ESTRATTO DELLA PAGINA:
_ _ _ _
Alexis de Tocqueville. Agli albori dello stato sociale
di
Vittorio Mathieu
[21 nov 05]
da
Ideazione, novembre-dicembre 2005
Siamo abituati a vedere la povertà alle spalle, nel passato. Col tempo
il lavoro e il risparmio l’attenuerebbero. La storia mostra bensì
inversioni di tendenza per cui si diventa più poveri, ma ciò sarebbe
dovuto a cause esogene, in particolare alle guerre. E, almeno un tempo,
non senza che all’impoverirsi di qualcuno corrispondesse l’arricchirsi
di altri. Le popolazioni dell’impero romano, ad esempio, s’impoverirono
senza dubbio in seguito alle invasioni barbariche, ma i goti di
Teodorico erano senza paragone più ricchi dei loro antenati. Il concetto
dell’economia che nasce dalle guerre tradizionali è un gioco a somma
zero: il vincitore si arricchisce di tanto di quanto si impoverisce il
vinto. Esempio illuminante di ciò la schiavitù: dandosi schiavo, il
vinto conserva la vita ma perde la proprietà, anche di se stesso, e
diventa proprietà del padrone. Si noti che nelle civiltà classiche la
schiavitù era la forma più efficiente di capitalizzazione. Con la fine
della schiavitù nel secolo XIX la guerra diviene fonte di impoverimento
per entrambi i contendenti, e la somma non è più la somma algebrica di
vantaggi e svantaggi, bensì una somma aritmetica di numeri tutti
negativi.
_ _ _ _
MATERIALE MOSTRATO:

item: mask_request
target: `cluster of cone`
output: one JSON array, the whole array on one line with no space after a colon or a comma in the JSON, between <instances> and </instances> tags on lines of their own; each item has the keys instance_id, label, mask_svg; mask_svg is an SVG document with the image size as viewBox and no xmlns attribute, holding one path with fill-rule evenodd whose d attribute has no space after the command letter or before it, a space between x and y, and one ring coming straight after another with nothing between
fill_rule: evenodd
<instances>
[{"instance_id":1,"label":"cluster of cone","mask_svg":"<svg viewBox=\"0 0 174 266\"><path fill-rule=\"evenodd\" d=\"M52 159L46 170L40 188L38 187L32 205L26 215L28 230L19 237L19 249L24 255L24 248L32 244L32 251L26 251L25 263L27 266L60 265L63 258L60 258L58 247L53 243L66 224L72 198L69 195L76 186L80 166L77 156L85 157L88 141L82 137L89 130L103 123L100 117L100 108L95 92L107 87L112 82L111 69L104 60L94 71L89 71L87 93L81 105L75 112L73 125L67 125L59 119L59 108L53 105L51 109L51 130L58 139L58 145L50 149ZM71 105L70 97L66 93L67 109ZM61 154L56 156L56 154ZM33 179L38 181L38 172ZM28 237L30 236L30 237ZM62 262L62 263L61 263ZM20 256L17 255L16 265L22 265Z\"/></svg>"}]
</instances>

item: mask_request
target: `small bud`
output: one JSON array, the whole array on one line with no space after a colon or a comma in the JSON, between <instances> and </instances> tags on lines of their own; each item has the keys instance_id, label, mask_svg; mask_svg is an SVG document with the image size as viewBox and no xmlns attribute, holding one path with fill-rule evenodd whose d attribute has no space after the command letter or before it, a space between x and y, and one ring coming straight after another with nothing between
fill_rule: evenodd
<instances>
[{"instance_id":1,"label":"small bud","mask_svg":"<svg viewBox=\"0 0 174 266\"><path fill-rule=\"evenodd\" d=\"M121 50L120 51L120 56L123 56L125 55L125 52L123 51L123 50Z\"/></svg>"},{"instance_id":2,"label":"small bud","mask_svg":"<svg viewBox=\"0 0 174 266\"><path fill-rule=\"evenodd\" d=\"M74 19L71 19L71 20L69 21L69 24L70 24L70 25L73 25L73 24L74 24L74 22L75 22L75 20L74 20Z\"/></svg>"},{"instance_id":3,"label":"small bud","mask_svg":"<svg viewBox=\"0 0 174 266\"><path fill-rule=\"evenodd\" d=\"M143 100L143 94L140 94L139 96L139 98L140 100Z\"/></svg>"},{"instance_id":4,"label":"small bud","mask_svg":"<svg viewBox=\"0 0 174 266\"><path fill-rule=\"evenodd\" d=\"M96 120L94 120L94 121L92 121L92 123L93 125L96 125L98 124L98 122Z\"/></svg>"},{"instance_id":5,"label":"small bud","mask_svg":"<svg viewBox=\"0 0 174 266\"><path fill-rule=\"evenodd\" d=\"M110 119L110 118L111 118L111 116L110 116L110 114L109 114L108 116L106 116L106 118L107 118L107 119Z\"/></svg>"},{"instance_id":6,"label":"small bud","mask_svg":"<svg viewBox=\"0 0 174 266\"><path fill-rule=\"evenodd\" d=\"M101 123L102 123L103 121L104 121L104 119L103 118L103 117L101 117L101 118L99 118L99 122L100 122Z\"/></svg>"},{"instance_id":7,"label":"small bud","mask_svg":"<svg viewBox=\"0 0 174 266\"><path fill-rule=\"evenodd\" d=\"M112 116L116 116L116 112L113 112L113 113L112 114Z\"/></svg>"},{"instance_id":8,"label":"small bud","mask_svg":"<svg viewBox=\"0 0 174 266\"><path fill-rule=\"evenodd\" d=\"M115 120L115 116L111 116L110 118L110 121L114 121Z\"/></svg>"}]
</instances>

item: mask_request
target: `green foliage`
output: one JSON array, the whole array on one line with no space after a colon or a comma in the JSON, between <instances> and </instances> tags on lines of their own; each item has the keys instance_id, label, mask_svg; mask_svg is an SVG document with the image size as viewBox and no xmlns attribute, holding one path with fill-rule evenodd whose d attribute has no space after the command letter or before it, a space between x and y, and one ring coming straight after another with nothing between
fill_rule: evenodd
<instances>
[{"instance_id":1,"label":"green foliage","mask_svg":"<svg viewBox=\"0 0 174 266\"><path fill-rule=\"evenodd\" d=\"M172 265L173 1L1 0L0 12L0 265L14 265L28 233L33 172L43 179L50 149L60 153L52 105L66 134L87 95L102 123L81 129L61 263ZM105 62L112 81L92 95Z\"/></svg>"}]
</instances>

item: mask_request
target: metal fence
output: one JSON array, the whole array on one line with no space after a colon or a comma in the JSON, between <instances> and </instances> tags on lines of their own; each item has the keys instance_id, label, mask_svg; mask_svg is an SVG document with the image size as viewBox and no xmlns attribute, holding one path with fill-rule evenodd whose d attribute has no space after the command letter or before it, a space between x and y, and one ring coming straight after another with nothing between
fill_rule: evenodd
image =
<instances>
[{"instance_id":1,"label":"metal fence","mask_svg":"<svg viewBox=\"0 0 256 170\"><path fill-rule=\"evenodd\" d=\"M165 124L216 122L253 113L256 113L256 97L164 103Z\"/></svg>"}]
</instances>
_ _ _ _
SFIDA 1: Traduci in inglese questa frase del testo su povertà e guerra: "Si noti che nelle civiltà classiche la schiavitù era la forma più efficiente di capitalizzazione."
SFIDA 2: Prolunga il testo su povertà e guerra con un paragrafo che riprenda dopo la sua ultima frase.
Il materiale proviene da un'altra fonte.

RISPOSTA 1: Note that in classical civilizations slavery was the most efficient form of capitalization.

RISPOSTA 2:
Contemporaneamente, però, si fa strada il concetto di un’attività
economica non più a somma zero: in cui, cioè, a chi diviene più ricco
non corrisponde necessariamente l’impoverirsi di qualcun altro. Questo
concetto dell’economia produttiva fa tutt’uno, nell’età moderna, con la
nascita dell’economia politica, su un terreno di riflessioni morali ma
non moralistiche: anzi, pseudoimmoralistiche, a partire dalla Favola
delle api del Mandeville (vizi privati, pubbliche virtù). Ciascuno
perseguendo i propri fini egoistici si incontra con gli altri “per
convenienza”, molto più fruttuosamente che imponendo il proprio volere
con la forza. In politica la fiducia in questo processo equivale alla
democrazia; e l’Atene del V secolo l’aveva, sia pure in misura ridotta,
anticipata, quando alcuni proprietari illuminati, avevano scoperto che
era più conveniente far lavorare gli schiavi come appaltatori che come
semplici esecutori.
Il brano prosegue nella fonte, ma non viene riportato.